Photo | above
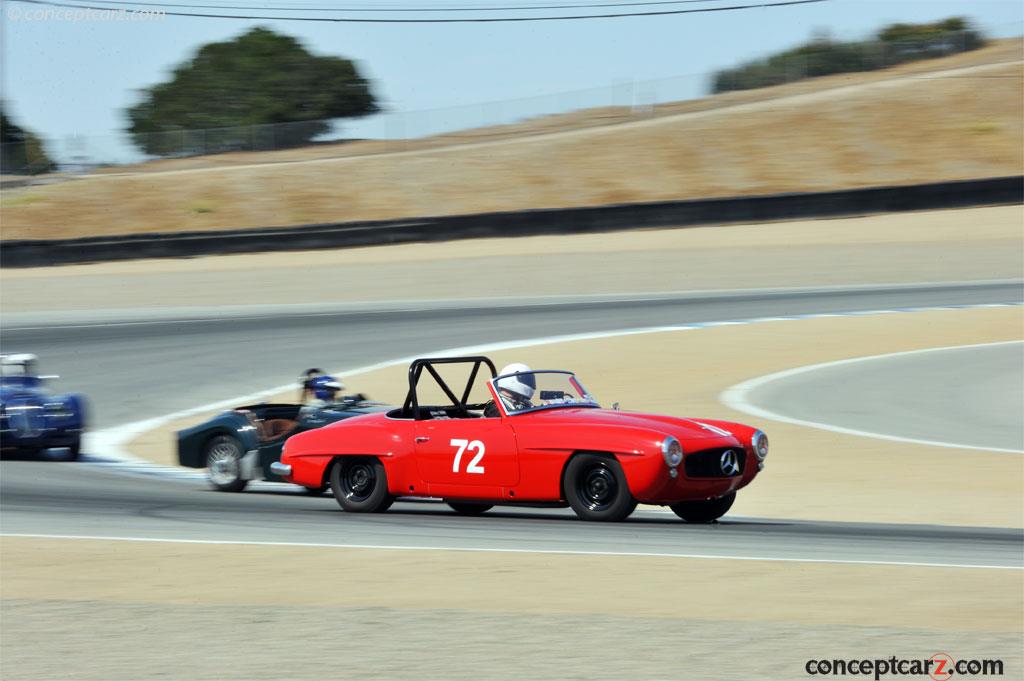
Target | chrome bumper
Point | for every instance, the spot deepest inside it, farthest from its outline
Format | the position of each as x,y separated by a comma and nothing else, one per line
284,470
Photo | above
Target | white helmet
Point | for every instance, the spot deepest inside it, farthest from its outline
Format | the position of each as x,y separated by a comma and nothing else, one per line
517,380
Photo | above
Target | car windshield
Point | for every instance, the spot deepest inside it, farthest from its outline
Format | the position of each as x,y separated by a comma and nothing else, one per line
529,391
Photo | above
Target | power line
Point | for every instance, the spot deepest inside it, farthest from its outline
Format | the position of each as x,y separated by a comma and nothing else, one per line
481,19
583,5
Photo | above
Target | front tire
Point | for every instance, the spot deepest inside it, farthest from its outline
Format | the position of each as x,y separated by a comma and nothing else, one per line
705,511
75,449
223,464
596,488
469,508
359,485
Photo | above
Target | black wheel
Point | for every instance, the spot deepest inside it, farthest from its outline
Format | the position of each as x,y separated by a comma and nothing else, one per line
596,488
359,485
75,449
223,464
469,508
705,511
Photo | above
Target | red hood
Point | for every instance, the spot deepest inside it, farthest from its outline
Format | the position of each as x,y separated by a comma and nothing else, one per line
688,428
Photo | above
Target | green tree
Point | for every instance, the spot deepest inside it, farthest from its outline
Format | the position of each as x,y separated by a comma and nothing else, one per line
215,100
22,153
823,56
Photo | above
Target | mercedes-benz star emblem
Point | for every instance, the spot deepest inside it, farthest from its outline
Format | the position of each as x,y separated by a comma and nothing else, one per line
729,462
****
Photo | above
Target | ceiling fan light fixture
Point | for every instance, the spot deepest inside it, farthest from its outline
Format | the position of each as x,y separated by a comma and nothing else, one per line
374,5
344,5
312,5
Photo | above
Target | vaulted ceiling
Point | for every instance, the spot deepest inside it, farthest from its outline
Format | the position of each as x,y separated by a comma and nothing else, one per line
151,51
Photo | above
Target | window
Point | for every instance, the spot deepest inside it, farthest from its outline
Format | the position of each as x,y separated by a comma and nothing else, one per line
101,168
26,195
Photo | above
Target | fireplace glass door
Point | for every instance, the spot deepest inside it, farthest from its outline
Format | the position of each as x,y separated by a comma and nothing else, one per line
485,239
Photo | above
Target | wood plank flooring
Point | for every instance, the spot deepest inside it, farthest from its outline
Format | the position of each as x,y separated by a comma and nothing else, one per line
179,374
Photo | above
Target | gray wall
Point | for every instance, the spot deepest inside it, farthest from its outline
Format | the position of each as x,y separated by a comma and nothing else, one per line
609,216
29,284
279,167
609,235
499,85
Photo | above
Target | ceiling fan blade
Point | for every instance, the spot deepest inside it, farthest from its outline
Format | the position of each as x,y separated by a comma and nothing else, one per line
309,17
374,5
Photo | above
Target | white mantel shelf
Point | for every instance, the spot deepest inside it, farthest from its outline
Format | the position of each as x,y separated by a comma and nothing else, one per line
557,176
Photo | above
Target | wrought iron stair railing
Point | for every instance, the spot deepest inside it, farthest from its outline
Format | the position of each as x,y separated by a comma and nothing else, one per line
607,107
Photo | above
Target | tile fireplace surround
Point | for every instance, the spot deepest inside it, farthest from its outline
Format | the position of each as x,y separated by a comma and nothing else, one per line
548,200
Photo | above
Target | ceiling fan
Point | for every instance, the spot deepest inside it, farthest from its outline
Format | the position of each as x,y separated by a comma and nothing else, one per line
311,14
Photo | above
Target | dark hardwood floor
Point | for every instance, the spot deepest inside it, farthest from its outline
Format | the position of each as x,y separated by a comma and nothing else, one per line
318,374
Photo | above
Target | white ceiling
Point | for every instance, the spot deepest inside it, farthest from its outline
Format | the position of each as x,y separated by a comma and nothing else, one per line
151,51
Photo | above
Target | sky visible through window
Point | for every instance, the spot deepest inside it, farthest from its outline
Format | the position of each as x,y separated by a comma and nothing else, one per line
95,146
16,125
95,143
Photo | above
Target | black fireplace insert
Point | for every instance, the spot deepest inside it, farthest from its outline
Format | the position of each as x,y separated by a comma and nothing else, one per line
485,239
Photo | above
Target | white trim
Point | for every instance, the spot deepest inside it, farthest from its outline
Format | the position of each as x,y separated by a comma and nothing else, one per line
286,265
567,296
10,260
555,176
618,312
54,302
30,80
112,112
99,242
****
- [STATED GOAL]
Count how many lines in the material above contain the string "black", matching case exactly. Give only the number.

- [OUTPUT]
2